To do: Return every item below unchanged, line for line, but leave out the pictures.

Items:

******

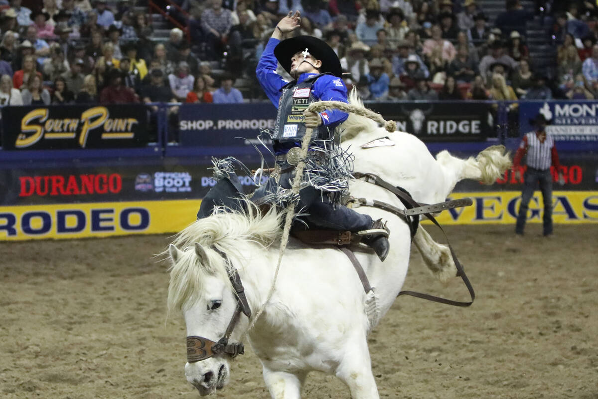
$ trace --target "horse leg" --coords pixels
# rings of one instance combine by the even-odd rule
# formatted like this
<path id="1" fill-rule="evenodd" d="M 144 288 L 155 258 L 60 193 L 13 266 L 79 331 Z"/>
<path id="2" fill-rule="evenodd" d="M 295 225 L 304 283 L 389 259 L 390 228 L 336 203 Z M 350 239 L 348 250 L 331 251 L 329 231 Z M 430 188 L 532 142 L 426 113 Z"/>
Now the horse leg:
<path id="1" fill-rule="evenodd" d="M 336 376 L 349 386 L 352 399 L 379 399 L 365 337 L 351 343 L 345 347 Z"/>
<path id="2" fill-rule="evenodd" d="M 264 367 L 264 381 L 272 399 L 300 399 L 307 373 L 274 371 Z"/>
<path id="3" fill-rule="evenodd" d="M 426 266 L 439 280 L 446 282 L 457 275 L 457 267 L 450 249 L 434 241 L 421 224 L 413 237 L 413 243 L 422 254 Z"/>

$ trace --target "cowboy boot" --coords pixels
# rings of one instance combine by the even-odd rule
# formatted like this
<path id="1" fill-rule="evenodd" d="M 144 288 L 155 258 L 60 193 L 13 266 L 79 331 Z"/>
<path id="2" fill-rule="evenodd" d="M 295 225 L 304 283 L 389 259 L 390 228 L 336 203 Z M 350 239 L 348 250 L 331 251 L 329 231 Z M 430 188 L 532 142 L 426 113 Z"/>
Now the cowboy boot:
<path id="1" fill-rule="evenodd" d="M 359 232 L 358 234 L 363 236 L 361 242 L 374 249 L 374 252 L 383 262 L 390 249 L 390 245 L 388 242 L 390 233 L 390 230 L 386 227 L 386 224 L 382 219 L 379 219 L 372 223 L 370 229 Z"/>

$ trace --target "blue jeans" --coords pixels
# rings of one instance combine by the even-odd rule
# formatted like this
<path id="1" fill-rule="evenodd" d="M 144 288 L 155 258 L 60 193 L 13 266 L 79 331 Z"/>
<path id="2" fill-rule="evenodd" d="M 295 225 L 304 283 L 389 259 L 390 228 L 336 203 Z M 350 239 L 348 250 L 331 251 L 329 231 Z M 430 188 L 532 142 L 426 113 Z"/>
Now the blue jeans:
<path id="1" fill-rule="evenodd" d="M 517 223 L 515 227 L 515 232 L 523 234 L 525 222 L 527 217 L 527 209 L 529 201 L 532 199 L 533 192 L 536 190 L 536 183 L 540 184 L 540 191 L 542 191 L 542 198 L 544 203 L 544 216 L 542 218 L 544 224 L 543 234 L 545 236 L 553 233 L 553 176 L 550 169 L 541 170 L 527 167 L 525 172 L 525 182 L 523 185 L 523 191 L 521 193 L 521 202 L 519 206 L 519 214 L 517 215 Z"/>

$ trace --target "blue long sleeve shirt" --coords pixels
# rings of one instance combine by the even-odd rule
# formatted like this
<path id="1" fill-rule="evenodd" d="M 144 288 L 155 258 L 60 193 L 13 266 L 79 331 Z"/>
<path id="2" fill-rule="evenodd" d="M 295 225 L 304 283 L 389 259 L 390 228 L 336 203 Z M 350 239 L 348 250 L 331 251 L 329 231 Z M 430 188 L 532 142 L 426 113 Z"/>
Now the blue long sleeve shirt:
<path id="1" fill-rule="evenodd" d="M 262 53 L 255 69 L 260 84 L 277 109 L 279 101 L 282 95 L 282 87 L 288 83 L 276 73 L 278 61 L 274 55 L 274 48 L 280 42 L 280 41 L 277 39 L 270 38 L 264 49 L 264 52 Z M 315 74 L 301 74 L 299 75 L 297 83 L 301 83 Z M 313 87 L 313 95 L 318 100 L 348 102 L 347 87 L 340 78 L 332 75 L 324 75 L 316 80 Z M 338 109 L 326 109 L 319 112 L 319 114 L 322 119 L 322 124 L 331 129 L 342 123 L 349 117 L 349 114 Z"/>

******

Right answer:
$ trace --target "horse leg" --coords pixels
# rings of one instance combine by the even-odd rule
# formatted like this
<path id="1" fill-rule="evenodd" d="M 144 288 L 155 258 L 60 193 L 13 266 L 79 331 Z"/>
<path id="2" fill-rule="evenodd" d="M 295 225 L 304 283 L 389 259 L 390 228 L 336 203 Z M 350 239 L 348 250 L 331 251 L 329 231 Z M 430 188 L 532 142 L 426 113 Z"/>
Now the horse leg:
<path id="1" fill-rule="evenodd" d="M 336 376 L 349 386 L 352 399 L 379 399 L 365 337 L 351 343 L 345 347 Z"/>
<path id="2" fill-rule="evenodd" d="M 264 367 L 264 381 L 272 399 L 300 399 L 307 373 L 274 371 Z"/>
<path id="3" fill-rule="evenodd" d="M 426 266 L 439 280 L 446 282 L 457 275 L 457 267 L 450 249 L 434 241 L 421 224 L 413 237 L 413 243 L 422 254 Z"/>

$ trace --target "cowboy boot" --coords pixels
# rings of one instance combine by the even-odd rule
# formatted like this
<path id="1" fill-rule="evenodd" d="M 144 288 L 155 258 L 60 193 L 13 266 L 79 331 Z"/>
<path id="2" fill-rule="evenodd" d="M 295 225 L 304 283 L 389 259 L 390 228 L 336 203 Z M 350 239 L 348 250 L 331 251 L 329 231 Z M 430 188 L 532 142 L 426 113 Z"/>
Now the cowboy boot:
<path id="1" fill-rule="evenodd" d="M 359 232 L 358 234 L 363 236 L 361 242 L 374 249 L 374 252 L 383 262 L 390 249 L 390 245 L 388 242 L 390 233 L 390 230 L 386 227 L 386 224 L 382 219 L 379 219 L 372 223 L 370 229 Z"/>

$ trace --target "blue jeans" --coords pixels
# rings of one instance combine by the even-odd rule
# formatted like this
<path id="1" fill-rule="evenodd" d="M 144 288 L 155 258 L 60 193 L 13 266 L 79 331 Z"/>
<path id="2" fill-rule="evenodd" d="M 295 225 L 304 283 L 389 259 L 390 228 L 336 203 Z M 350 239 L 348 250 L 331 251 L 329 231 Z M 430 188 L 532 142 L 426 113 Z"/>
Now the blue jeans:
<path id="1" fill-rule="evenodd" d="M 517 223 L 515 227 L 515 232 L 523 234 L 525 222 L 527 217 L 527 209 L 529 201 L 532 199 L 533 192 L 536 190 L 536 183 L 540 184 L 540 191 L 542 191 L 542 198 L 544 203 L 544 216 L 542 218 L 544 224 L 543 234 L 545 236 L 553 233 L 553 176 L 550 169 L 541 170 L 527 167 L 525 172 L 525 182 L 523 185 L 523 191 L 521 193 L 521 202 L 519 206 L 519 214 L 517 215 Z"/>

$ trace --target "blue long sleeve shirt" --coords pixels
# rings of one instance combine by the even-odd rule
# formatted like this
<path id="1" fill-rule="evenodd" d="M 144 288 L 155 258 L 60 193 L 13 266 L 79 331 Z"/>
<path id="2" fill-rule="evenodd" d="M 295 225 L 304 283 L 389 259 L 390 228 L 336 203 Z M 350 239 L 348 250 L 331 251 L 329 231 Z M 430 188 L 532 142 L 426 113 Z"/>
Now the blue long sleeve shirt:
<path id="1" fill-rule="evenodd" d="M 262 53 L 255 69 L 260 84 L 277 109 L 279 101 L 282 95 L 282 87 L 288 83 L 276 73 L 278 61 L 274 55 L 274 48 L 280 42 L 280 41 L 277 39 L 270 38 L 264 49 L 264 52 Z M 315 74 L 301 74 L 299 75 L 297 83 L 301 83 Z M 313 87 L 313 95 L 318 100 L 348 102 L 347 87 L 340 78 L 332 75 L 324 75 L 316 80 Z M 338 109 L 326 109 L 319 112 L 319 114 L 322 119 L 322 124 L 331 129 L 342 123 L 349 117 L 349 114 Z"/>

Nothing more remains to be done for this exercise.